-- start of Dataset --

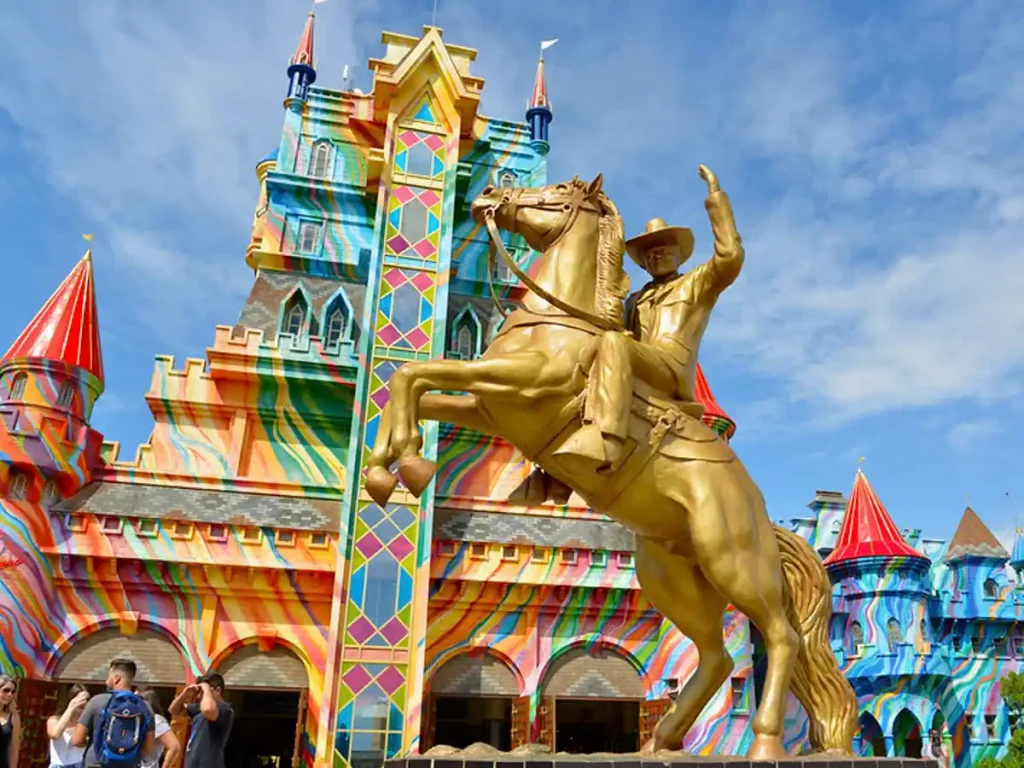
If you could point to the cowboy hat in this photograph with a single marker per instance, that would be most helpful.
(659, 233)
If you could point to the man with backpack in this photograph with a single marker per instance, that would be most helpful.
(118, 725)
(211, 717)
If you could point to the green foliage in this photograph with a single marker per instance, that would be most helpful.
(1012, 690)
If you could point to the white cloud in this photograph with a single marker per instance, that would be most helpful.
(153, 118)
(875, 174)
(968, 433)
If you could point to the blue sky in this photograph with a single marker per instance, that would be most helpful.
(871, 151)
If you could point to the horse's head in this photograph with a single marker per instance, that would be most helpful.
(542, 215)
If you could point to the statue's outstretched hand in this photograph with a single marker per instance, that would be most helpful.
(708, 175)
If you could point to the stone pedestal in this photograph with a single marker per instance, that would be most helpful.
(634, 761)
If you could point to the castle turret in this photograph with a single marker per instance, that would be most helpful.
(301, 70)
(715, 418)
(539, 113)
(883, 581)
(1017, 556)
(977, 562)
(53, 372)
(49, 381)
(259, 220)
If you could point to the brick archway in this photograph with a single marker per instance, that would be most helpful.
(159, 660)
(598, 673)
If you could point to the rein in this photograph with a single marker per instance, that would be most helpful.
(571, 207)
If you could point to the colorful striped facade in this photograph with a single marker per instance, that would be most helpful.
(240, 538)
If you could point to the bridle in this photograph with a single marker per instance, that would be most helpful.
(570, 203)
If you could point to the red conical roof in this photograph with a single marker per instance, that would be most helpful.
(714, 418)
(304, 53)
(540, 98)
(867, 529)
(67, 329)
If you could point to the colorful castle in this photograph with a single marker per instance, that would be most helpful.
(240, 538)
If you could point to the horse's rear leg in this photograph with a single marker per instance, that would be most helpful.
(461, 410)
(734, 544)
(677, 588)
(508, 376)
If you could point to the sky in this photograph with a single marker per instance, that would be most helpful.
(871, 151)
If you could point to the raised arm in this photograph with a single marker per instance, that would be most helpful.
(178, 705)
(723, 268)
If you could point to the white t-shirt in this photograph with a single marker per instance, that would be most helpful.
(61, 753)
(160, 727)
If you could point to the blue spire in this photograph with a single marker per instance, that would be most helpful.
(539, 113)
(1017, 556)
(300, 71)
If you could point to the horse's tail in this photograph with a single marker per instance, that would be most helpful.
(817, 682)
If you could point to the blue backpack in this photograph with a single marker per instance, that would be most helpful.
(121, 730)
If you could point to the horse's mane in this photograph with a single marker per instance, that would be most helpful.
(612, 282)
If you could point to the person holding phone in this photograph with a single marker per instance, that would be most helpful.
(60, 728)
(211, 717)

-- end of Dataset --

### What is needed
Repeat only the stretch of lines starting at the one containing "If you could point to the horse's rear" and running to the final line of the entries above.

### The output
If you could point to the horse's rear leg in this photograph with a single marker per instance, that would be most helpful.
(461, 410)
(734, 544)
(677, 588)
(508, 376)
If you could point to the sky in this photograph with a single marker per instance, that would be most helpful.
(871, 151)
If you could point to the raised arm in this photograph with a single marker per instance, that would be most helpful.
(178, 705)
(723, 268)
If you could point to the white t-shirt in this photograph with a single marker per instance, that would be most helpful.
(61, 753)
(160, 727)
If you could point to the blue spire in this photograph with a single marker per instance, that would be most helpful.
(539, 113)
(1017, 556)
(300, 71)
If you could point to the horse's tail in this photograph with a single marker per instance, that would be most helpful.
(817, 682)
If you could point to the blue backpack in this photograph with a single marker per instance, that would be most helpful.
(121, 730)
If you could point to the horse's mane in this photograph with a single marker per instance, that would be most helpful.
(612, 282)
If you could point to the person holding phone in this photograph with a single marker per instance, that would be most helpful.
(60, 728)
(211, 717)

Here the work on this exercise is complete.